* RECORDS SUPPLIED
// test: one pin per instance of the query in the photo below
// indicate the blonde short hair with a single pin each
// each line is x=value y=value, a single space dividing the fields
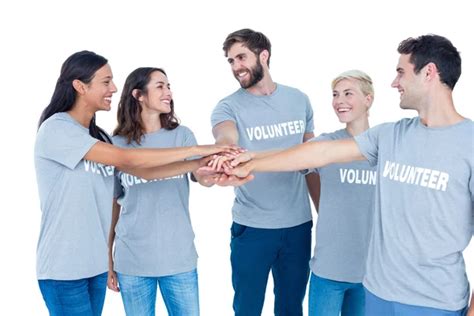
x=364 y=80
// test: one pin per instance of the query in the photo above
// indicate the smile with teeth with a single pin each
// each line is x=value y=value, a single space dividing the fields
x=343 y=110
x=242 y=74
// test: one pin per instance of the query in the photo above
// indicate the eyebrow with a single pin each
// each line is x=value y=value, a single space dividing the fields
x=236 y=56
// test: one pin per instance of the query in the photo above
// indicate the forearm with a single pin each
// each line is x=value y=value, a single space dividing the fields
x=115 y=217
x=470 y=311
x=166 y=171
x=314 y=188
x=308 y=155
x=131 y=158
x=226 y=133
x=154 y=159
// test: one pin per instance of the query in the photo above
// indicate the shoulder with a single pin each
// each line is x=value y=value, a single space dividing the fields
x=231 y=98
x=291 y=90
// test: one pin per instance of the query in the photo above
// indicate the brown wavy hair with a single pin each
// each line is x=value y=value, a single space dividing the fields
x=129 y=120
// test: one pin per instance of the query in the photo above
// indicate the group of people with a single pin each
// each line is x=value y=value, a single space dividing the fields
x=395 y=202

* YOUR OBJECTIVE
Please output all the data above as a JSON list of strings, one string per line, with blank lines dropped and the pictures left out.

* TASK RESULT
[
  "// test: one pin per instance of the query in the photo below",
  "// indicate the blonde short hair with a single pin each",
  "// each line is x=value y=value, a single space dividing the fields",
  "x=364 y=80",
  "// test: one pin per instance of the query in the photo above",
  "// indicate the smile with teeth with a single pin each",
  "// each line is x=value y=value, a single space dividing the fields",
  "x=343 y=110",
  "x=242 y=74",
  "// test: one pin per instance of the query in the photo above",
  "// indicate the eyebrow with a single pin each",
  "// each line is x=value y=value, a single space dividing the fields",
  "x=236 y=56",
  "// test: one pin per instance of the query in the photo above",
  "// indicate the forearm with a single pin each",
  "// each line is x=value y=value, a single space dividing the fields",
  "x=115 y=217",
  "x=470 y=311",
  "x=166 y=171",
  "x=314 y=188",
  "x=308 y=155",
  "x=131 y=158",
  "x=226 y=133",
  "x=154 y=159",
  "// test: one pin per instance of the query in the photo above",
  "// indicate the shoulder with a single pin each",
  "// each line is x=value y=value, a single space dividing the fields",
  "x=231 y=98",
  "x=291 y=90",
  "// test: one pin per instance of the query in the photo above",
  "// indicate the brown wavy hair with a single pin each",
  "// each line is x=value y=value, a single space dividing the fields",
  "x=129 y=120",
  "// test: one pin per instance of the query in the photo above",
  "// indicate the group of people with a single pin each",
  "// each line is x=value y=value, a single space dividing the fields",
  "x=395 y=202"
]